» Extrato do documento:
34. Atualmente cerca de 20 pessoas trabalham para a 1.ª requerente, exclusivamente no produto Bonviva®, acrescendo a esses um número considerável de funcionários que, de forma indireta, e em diferentes áreas, trabalha nesse produto, seja na área financeira, recursos humanos, assuntos regulamentares, entre outros.
35. O medicamento Actonel® - um outro produto bifosfonato comercializado por outra entidade - assistiu à entrada de genérico no mercado, em outubro de 2008, e sofreu uma quebra nas vendas de €900.000,00 em outubro de 2008, para menos de €200.000,00 em outubro de 2010.
36. Sob a identificação WO 01/82903, existe um pedido de patente, com data de publicação em 8/11/2001, na qual, além do mais, se divulgou a relação entre a dosagem e a frequência da administração dos ácidos bisfosfónicos.

» Dados em análise:
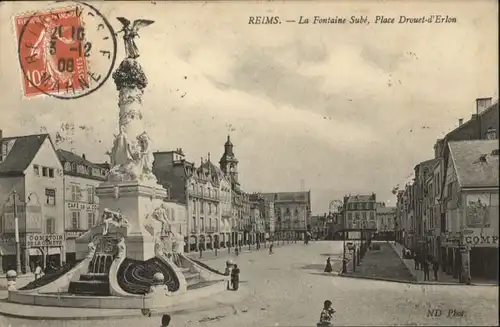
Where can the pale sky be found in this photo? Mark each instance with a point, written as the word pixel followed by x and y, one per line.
pixel 341 107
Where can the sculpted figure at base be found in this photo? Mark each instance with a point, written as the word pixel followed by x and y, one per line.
pixel 114 218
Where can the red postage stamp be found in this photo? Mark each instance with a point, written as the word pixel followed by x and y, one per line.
pixel 52 52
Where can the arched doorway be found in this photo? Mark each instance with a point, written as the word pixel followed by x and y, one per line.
pixel 193 242
pixel 209 242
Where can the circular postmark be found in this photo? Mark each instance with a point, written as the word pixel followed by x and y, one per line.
pixel 66 52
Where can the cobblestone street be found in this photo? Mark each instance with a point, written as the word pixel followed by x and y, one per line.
pixel 384 263
pixel 288 288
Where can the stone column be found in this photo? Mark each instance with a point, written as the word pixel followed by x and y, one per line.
pixel 27 261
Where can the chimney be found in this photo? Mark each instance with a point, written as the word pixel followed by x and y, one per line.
pixel 1 147
pixel 482 104
pixel 491 134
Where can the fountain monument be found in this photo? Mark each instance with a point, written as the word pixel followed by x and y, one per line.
pixel 134 258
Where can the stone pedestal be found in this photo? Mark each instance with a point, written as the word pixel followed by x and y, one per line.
pixel 135 200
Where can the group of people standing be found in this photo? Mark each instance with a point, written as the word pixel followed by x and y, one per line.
pixel 426 263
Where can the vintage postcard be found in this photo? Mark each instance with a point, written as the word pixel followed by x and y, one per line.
pixel 249 163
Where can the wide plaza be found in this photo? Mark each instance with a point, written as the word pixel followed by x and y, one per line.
pixel 289 287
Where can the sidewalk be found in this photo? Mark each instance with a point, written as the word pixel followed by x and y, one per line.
pixel 223 253
pixel 443 278
pixel 383 264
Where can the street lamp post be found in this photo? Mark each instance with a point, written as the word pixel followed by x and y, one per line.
pixel 344 261
pixel 18 245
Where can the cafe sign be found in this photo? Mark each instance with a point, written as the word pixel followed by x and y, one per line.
pixel 41 240
pixel 478 238
pixel 82 206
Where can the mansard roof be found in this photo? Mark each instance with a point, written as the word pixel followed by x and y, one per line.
pixel 22 152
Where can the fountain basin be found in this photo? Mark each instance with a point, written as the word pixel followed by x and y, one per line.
pixel 197 291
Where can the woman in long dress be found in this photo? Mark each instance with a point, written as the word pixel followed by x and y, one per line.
pixel 235 277
pixel 326 317
pixel 328 267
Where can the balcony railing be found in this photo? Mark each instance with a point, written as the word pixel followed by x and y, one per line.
pixel 211 229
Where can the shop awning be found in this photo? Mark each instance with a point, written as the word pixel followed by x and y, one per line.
pixel 7 249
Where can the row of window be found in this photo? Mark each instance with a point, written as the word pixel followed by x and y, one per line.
pixel 76 193
pixel 357 215
pixel 211 207
pixel 43 171
pixel 209 226
pixel 76 221
pixel 361 206
pixel 278 211
pixel 84 170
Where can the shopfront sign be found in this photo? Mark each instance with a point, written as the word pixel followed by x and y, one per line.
pixel 73 234
pixel 477 210
pixel 40 240
pixel 9 239
pixel 478 238
pixel 73 205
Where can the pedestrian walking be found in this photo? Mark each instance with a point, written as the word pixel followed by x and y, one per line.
pixel 328 267
pixel 326 317
pixel 425 266
pixel 38 271
pixel 165 321
pixel 435 267
pixel 415 259
pixel 235 277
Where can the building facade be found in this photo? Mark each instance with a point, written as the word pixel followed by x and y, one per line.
pixel 386 221
pixel 30 168
pixel 359 211
pixel 470 198
pixel 292 214
pixel 215 204
pixel 427 211
pixel 266 213
pixel 81 205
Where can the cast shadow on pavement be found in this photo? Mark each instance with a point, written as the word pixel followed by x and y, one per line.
pixel 333 273
pixel 313 267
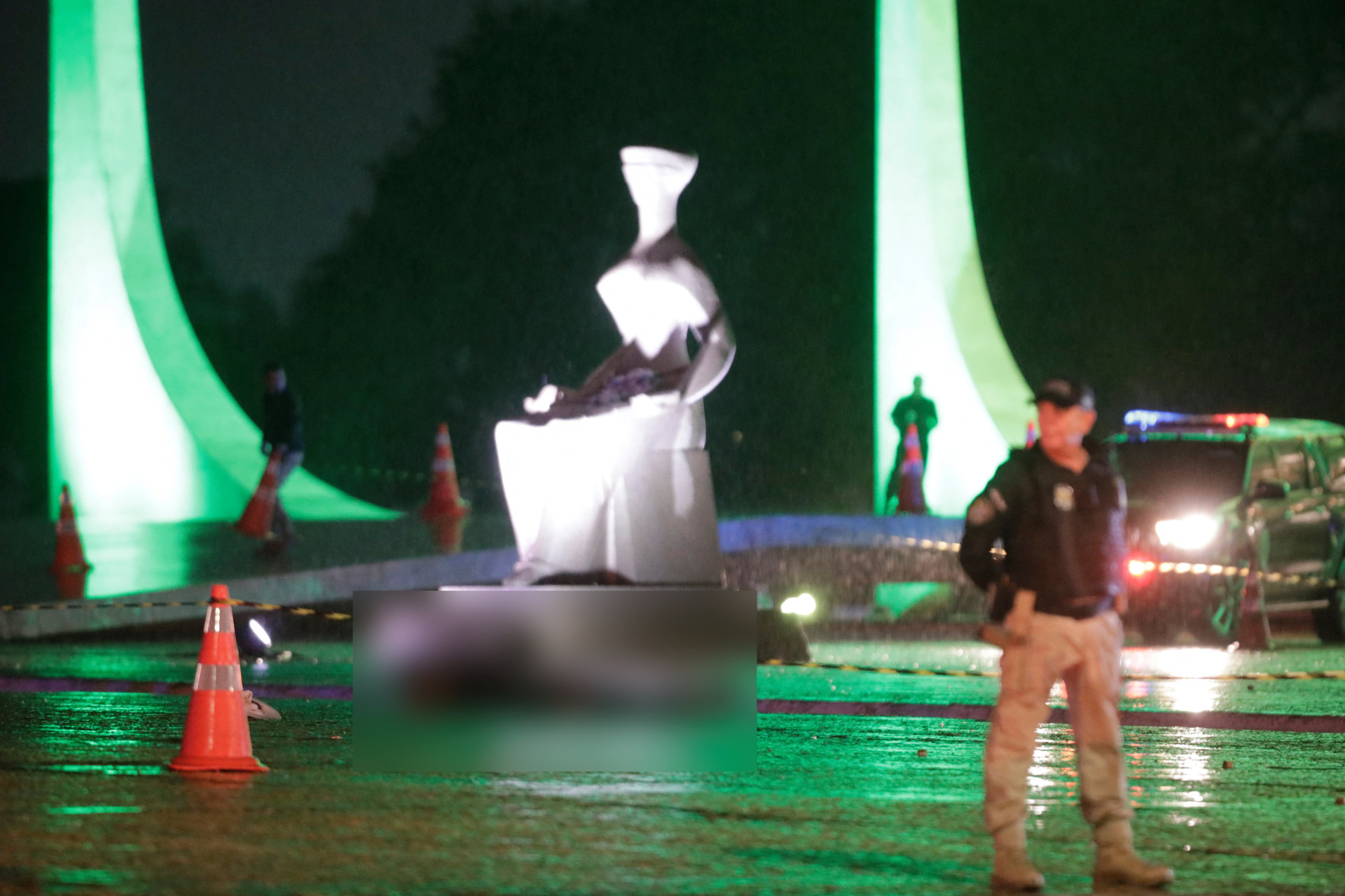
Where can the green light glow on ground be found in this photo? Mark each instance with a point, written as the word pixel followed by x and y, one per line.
pixel 932 314
pixel 142 428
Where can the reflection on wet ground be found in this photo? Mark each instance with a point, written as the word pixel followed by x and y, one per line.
pixel 837 805
pixel 134 558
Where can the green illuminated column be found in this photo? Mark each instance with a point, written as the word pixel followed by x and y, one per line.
pixel 932 315
pixel 142 428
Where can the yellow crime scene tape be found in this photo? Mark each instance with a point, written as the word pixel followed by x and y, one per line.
pixel 232 602
pixel 1339 675
pixel 1149 565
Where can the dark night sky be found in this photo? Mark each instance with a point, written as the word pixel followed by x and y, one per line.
pixel 1160 187
pixel 264 116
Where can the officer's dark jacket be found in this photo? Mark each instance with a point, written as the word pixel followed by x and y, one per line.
pixel 282 422
pixel 1063 535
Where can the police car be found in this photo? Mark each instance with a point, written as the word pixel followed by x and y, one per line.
pixel 1231 491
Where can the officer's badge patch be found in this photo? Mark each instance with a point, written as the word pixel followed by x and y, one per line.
pixel 981 511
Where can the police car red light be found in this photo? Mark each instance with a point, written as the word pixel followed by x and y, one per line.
pixel 1140 568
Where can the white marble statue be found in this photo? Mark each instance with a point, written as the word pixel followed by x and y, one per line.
pixel 612 476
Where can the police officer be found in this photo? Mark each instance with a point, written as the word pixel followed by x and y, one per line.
pixel 1059 510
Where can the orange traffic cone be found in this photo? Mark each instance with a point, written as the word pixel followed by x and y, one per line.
pixel 70 558
pixel 217 736
pixel 444 498
pixel 1253 623
pixel 911 494
pixel 261 507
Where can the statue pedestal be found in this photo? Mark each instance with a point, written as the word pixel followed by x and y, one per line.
pixel 626 491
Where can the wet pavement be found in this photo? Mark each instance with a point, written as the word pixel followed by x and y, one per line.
pixel 839 804
pixel 136 558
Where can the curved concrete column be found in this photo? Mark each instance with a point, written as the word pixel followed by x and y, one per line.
pixel 932 311
pixel 142 427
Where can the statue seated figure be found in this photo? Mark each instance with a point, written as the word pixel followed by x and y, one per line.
pixel 611 478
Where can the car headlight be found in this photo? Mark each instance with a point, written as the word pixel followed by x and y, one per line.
pixel 1187 533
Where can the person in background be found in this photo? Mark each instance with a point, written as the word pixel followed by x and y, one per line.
pixel 1055 602
pixel 922 412
pixel 283 431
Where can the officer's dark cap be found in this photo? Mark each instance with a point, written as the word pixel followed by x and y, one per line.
pixel 1065 393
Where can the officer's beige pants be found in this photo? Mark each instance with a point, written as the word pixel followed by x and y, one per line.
pixel 1087 656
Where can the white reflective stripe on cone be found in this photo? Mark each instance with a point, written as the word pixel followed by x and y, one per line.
pixel 219 621
pixel 219 678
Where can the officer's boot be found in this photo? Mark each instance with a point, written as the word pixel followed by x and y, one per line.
pixel 1117 862
pixel 1013 869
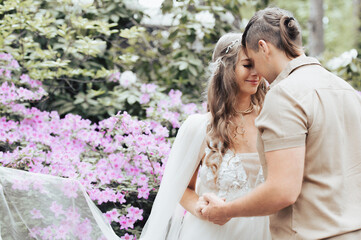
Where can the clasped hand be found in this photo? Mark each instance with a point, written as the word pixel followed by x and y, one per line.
pixel 210 207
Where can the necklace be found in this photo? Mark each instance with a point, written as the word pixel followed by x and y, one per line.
pixel 248 110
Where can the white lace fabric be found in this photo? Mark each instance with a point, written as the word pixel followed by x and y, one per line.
pixel 238 174
pixel 39 206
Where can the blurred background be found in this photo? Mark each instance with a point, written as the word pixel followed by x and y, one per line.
pixel 96 90
pixel 80 48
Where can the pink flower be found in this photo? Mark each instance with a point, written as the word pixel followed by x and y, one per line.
pixel 84 229
pixel 112 215
pixel 135 213
pixel 143 192
pixel 36 214
pixel 19 184
pixel 14 64
pixel 57 209
pixel 127 237
pixel 145 98
pixel 175 97
pixel 70 189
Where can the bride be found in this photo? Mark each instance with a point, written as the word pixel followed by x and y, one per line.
pixel 214 153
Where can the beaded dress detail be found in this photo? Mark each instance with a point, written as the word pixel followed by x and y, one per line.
pixel 238 174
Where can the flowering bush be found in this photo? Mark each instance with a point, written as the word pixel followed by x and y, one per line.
pixel 119 161
pixel 148 100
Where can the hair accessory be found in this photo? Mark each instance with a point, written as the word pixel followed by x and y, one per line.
pixel 247 111
pixel 230 46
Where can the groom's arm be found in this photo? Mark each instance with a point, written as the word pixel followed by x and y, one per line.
pixel 280 189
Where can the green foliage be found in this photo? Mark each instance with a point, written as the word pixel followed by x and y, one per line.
pixel 74 48
pixel 348 67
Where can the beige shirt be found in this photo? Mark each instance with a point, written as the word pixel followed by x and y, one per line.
pixel 309 106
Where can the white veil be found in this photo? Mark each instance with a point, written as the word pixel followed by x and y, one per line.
pixel 166 216
pixel 39 206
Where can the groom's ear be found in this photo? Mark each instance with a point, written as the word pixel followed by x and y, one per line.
pixel 263 47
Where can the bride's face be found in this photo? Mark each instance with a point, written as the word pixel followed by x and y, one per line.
pixel 246 76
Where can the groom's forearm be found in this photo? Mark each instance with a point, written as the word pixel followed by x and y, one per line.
pixel 264 200
pixel 281 188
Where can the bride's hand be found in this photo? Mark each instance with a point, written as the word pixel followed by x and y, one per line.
pixel 214 212
pixel 200 204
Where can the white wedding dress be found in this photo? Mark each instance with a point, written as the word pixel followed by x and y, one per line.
pixel 238 174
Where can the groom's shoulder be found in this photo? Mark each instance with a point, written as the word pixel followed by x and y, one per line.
pixel 310 79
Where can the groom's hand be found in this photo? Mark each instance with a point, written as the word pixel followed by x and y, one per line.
pixel 200 205
pixel 214 211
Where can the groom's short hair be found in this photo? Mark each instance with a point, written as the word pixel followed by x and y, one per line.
pixel 276 26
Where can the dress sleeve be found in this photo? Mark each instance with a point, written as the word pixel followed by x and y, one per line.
pixel 282 122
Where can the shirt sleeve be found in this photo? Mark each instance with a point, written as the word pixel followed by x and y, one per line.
pixel 282 122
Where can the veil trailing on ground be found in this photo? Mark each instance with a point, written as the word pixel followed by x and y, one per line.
pixel 166 217
pixel 39 206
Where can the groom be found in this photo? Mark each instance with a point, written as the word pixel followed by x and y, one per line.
pixel 309 141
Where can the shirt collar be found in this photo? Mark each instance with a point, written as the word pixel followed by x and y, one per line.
pixel 293 65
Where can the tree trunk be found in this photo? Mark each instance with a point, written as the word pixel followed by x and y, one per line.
pixel 357 13
pixel 316 41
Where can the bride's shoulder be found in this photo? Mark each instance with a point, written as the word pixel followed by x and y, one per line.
pixel 198 118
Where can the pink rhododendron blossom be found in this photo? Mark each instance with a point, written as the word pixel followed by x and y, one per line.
pixel 56 208
pixel 83 230
pixel 114 77
pixel 135 213
pixel 145 98
pixel 103 157
pixel 6 56
pixel 14 64
pixel 70 189
pixel 112 215
pixel 143 192
pixel 148 88
pixel 36 214
pixel 127 237
pixel 127 78
pixel 175 96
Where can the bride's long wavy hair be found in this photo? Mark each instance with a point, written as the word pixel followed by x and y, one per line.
pixel 222 97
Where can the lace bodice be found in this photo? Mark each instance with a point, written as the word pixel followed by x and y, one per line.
pixel 237 175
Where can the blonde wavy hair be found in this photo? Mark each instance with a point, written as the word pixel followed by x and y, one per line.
pixel 222 97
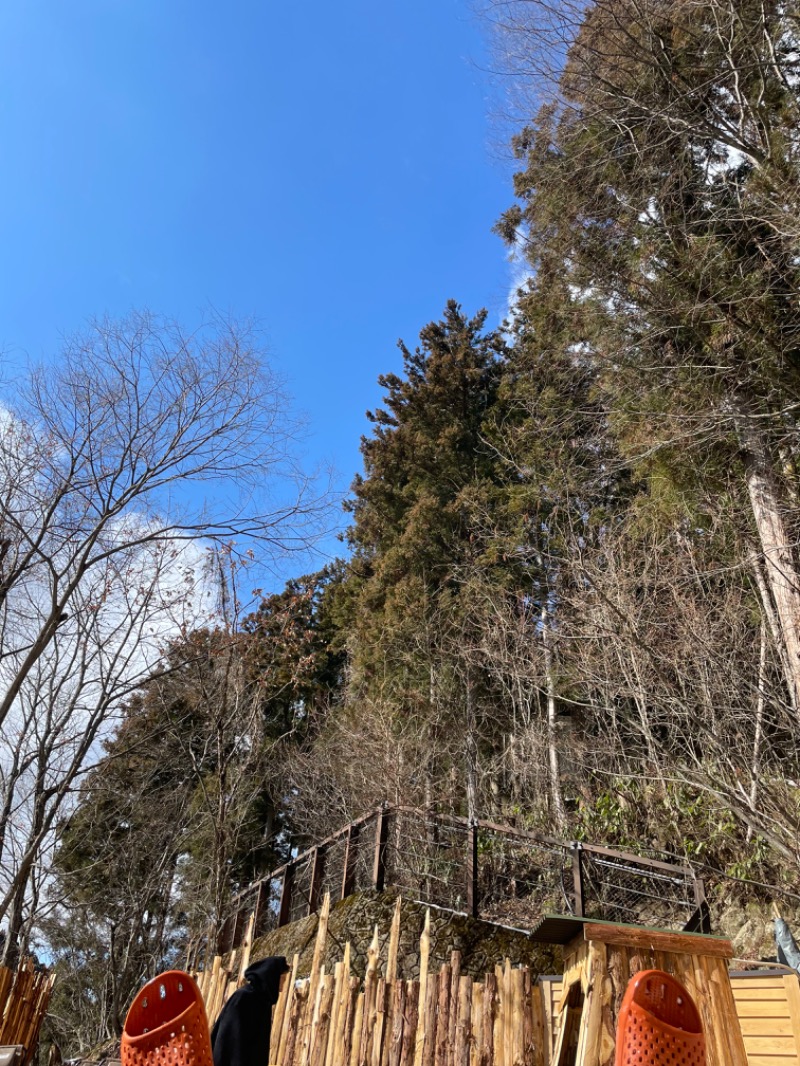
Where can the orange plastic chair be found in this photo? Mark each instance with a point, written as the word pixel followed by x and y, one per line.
pixel 659 1023
pixel 166 1024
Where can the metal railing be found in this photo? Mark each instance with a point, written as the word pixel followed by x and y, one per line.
pixel 479 868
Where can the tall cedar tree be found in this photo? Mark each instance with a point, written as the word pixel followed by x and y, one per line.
pixel 421 514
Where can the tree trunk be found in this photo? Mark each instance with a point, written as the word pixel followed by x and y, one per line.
pixel 470 753
pixel 766 500
pixel 755 764
pixel 554 758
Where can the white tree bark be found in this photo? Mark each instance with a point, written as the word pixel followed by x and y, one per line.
pixel 780 567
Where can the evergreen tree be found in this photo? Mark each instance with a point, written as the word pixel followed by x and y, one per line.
pixel 421 523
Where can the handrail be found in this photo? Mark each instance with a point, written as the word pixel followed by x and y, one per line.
pixel 578 893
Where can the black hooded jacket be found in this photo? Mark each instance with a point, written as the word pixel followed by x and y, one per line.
pixel 241 1035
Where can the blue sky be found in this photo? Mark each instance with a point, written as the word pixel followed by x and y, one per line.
pixel 324 167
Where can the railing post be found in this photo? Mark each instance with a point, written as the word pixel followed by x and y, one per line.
pixel 379 861
pixel 284 914
pixel 701 920
pixel 318 863
pixel 351 850
pixel 472 869
pixel 258 910
pixel 577 877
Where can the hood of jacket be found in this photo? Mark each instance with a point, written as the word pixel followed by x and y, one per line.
pixel 265 975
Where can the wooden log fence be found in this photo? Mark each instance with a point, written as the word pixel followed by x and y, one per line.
pixel 475 867
pixel 510 1018
pixel 25 995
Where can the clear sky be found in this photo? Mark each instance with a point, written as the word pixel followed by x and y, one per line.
pixel 324 166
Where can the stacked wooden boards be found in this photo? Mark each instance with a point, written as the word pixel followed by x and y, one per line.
pixel 768 1007
pixel 25 995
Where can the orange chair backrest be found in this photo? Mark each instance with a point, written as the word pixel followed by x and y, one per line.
pixel 166 1024
pixel 659 1023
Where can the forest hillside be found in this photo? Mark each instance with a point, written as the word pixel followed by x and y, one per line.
pixel 569 596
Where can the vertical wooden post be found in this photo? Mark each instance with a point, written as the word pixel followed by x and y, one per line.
pixel 284 915
pixel 472 869
pixel 379 862
pixel 701 920
pixel 577 876
pixel 318 863
pixel 237 926
pixel 351 851
pixel 258 909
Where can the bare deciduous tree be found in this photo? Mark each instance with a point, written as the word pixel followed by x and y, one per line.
pixel 120 463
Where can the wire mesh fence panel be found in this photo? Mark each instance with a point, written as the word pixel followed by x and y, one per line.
pixel 617 889
pixel 269 906
pixel 301 888
pixel 333 868
pixel 363 858
pixel 520 879
pixel 426 858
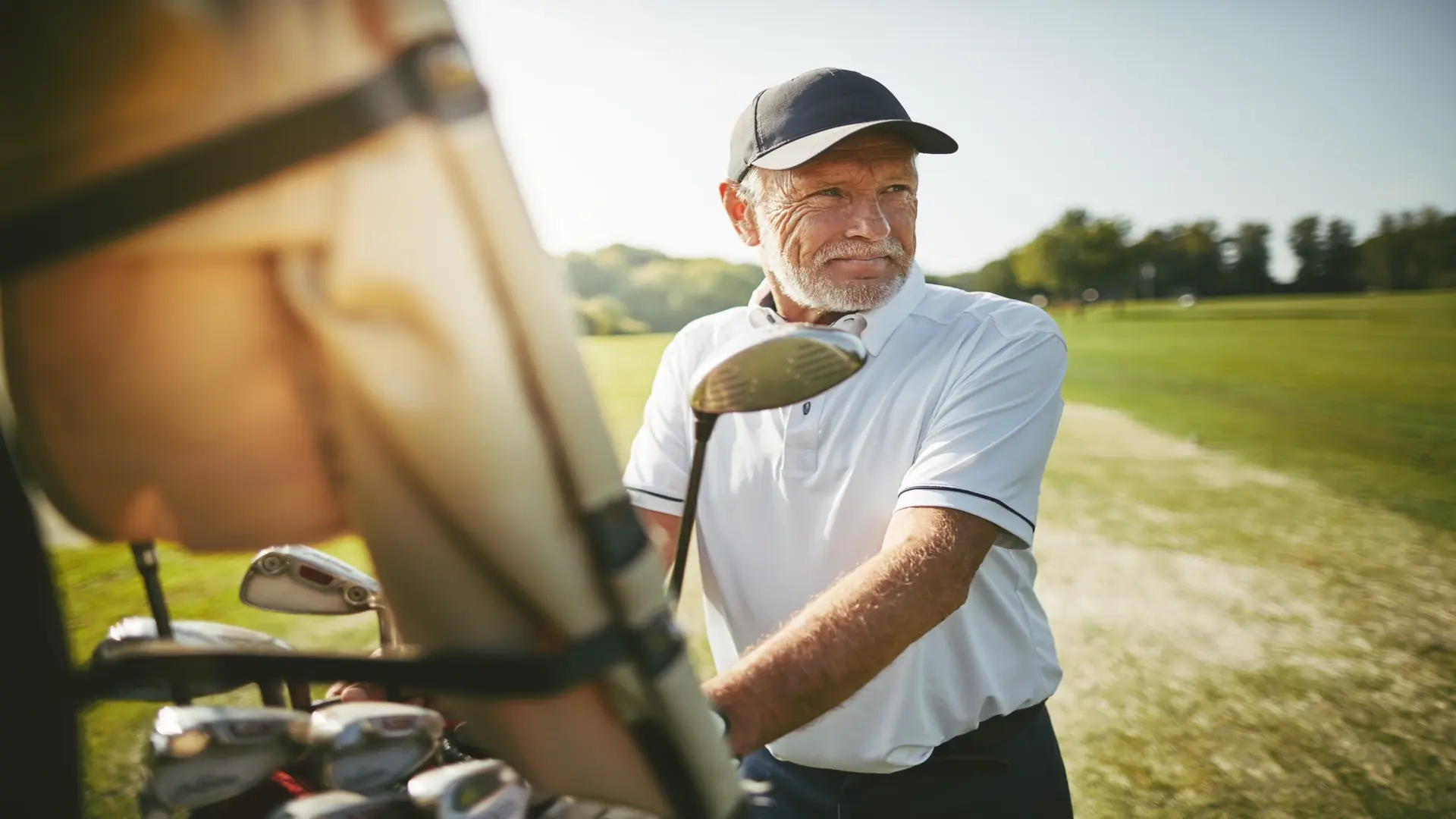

» Tarefas a realizar:
[1] Segundo o extrato do documento, quantas pessoas trabalham para a 1.ª requerente exclusivamente no produto Bonviva®?
[2] Resuma o extrato do documento em duas frases.
[3] Prossiga o extrato do documento sobre o Bonviva® e os bifosfonatos a partir do ponto em que ele termina.

» Respostas por número:
[1] Cerca de 20 pessoas.

[2] Cerca de 20 pessoas trabalham para a 1.ª requerente exclusivamente no Bonviva®, e um número considerável de funcionários trabalha nesse produto de forma indireta, em áreas como a financeira, recursos humanos e assuntos regulamentares. O Actonel®, outro bifosfonato comercializado por outra entidade, viu um genérico entrar no mercado em outubro de 2008 e teve as vendas reduzidas de €900.000,00 nesse mês para menos de €200.000,00 em outubro de 2010, enquanto o pedido de patente WO 01/82903, publicado em 8/11/2001, divulgou a relação entre a dosagem e a frequência da administração dos ácidos bisfosfónicos.

[3]
37. Sob a identificação WO 01/15703, existe um pedido de patente, com data de publicação em 8/3/2001, na qual, além do mais, se divulgou a relação entre a dosagem e a frequência da administração dos ácidos bisfosfónicos.
38. O princípio ativo do medicamento da requerida é fabricado pela empresa Dr. ….., sendo em seguida produzido pela empresa P…., SA e, em Portugal, pelas empresas F…..APS, SA e C….., SA.
39. De dezembro de 2010 para janeiro de 2011, as requerentes perderam mais de 10.000 unidades em vendas do medicamento Bonviva e, no mesmo período, a requerida vendeu cerca de 100 unidades.
40. De dezembro de 2010 para janeiro de 2011, as requerentes perderam mais de 400.000,00 euros em vendas do medicamento Bonviva e, no mesmo período, a requerida vendeu cerca de 30.000,00 euros do medicamento Acido Ibandrónico Generis.
41. A suspensão da comercialização do genérico levará a que a requerida fique impedida de gerar receitas e de reaver os investimentos efetuados com o lançamento dos medicamentos.
42. A requerida despendeu com a formação de força de vendas cerca de 40.000,00 euros e com a produção de material promocional, cerca de 15.000,00 euros.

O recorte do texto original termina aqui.